### [THE RECORDS]
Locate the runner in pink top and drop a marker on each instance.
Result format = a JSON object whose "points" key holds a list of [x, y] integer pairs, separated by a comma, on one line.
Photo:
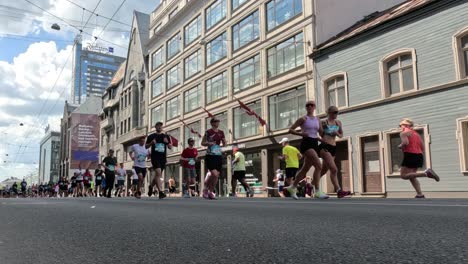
{"points": [[413, 148]]}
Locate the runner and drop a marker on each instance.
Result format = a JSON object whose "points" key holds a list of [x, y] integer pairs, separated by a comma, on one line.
{"points": [[413, 148], [239, 173], [212, 140], [332, 128], [109, 164], [188, 159], [139, 154], [310, 128], [159, 142], [291, 156]]}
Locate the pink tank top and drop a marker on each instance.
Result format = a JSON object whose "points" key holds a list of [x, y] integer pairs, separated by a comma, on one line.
{"points": [[414, 143]]}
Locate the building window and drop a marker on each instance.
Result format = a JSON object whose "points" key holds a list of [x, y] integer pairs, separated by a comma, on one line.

### [SET PROBLEM]
Rewrite the records from the line that contains "Locate the pink" through the end of the records, both included, replacing "drop" with "place" and keeping everything else the same.

### [FINAL RESULT]
Locate the pink tank top and place a marker on each instance.
Result format = a JSON object whose "points" key holds a list of [x, y] integer pairs, separated by a comma, on one line.
{"points": [[414, 143]]}
Locate the building window and place a marker on each instance.
Result format = a JSON object whose "points" key holds a list of [x, y] integer pairs, separated by a comma, on one line.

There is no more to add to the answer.